_RECORDED DATA_
== Segment start ==
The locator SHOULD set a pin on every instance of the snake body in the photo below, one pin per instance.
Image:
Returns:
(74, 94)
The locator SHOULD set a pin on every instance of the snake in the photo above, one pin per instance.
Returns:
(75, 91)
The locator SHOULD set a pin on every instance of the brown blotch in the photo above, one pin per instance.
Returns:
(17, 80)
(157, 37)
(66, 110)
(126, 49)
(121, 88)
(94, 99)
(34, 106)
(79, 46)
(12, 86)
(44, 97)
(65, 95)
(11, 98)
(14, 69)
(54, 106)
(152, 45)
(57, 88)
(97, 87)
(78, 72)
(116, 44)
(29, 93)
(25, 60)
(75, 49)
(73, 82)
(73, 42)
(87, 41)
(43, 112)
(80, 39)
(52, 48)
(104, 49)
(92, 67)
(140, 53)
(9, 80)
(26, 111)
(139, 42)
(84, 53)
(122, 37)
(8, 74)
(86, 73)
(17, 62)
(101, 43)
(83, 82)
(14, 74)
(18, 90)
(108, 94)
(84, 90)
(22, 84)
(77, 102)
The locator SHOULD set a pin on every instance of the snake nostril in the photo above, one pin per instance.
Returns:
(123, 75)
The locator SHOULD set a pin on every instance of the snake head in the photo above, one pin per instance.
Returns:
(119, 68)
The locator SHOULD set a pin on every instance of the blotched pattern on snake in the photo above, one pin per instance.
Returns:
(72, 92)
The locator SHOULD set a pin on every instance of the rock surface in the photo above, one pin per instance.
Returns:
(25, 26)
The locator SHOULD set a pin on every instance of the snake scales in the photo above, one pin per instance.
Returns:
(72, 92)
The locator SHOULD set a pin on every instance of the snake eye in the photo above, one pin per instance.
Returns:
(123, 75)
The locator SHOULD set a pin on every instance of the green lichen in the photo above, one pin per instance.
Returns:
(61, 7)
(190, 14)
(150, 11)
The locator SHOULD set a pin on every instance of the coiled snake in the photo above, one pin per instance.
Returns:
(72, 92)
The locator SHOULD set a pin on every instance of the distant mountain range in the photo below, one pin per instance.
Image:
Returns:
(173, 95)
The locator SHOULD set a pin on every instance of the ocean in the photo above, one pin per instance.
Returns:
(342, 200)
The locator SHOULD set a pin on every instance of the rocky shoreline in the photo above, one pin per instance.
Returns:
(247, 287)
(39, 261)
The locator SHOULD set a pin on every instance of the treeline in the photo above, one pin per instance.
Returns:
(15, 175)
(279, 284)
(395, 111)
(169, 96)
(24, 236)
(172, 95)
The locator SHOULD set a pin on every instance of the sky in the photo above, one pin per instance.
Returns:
== Segment end ==
_TASK INSTRUCTIONS_
Among the entries above, identify all lines with "below" and copy them.

_REPLY TO THE EXERCISE_
The locator SHOULD set a pin on every instance of the snake body in the photo below, one pin per instance.
The locator SHOULD set a pin on every instance of the distant mountain range in the photo below, one pin per instance.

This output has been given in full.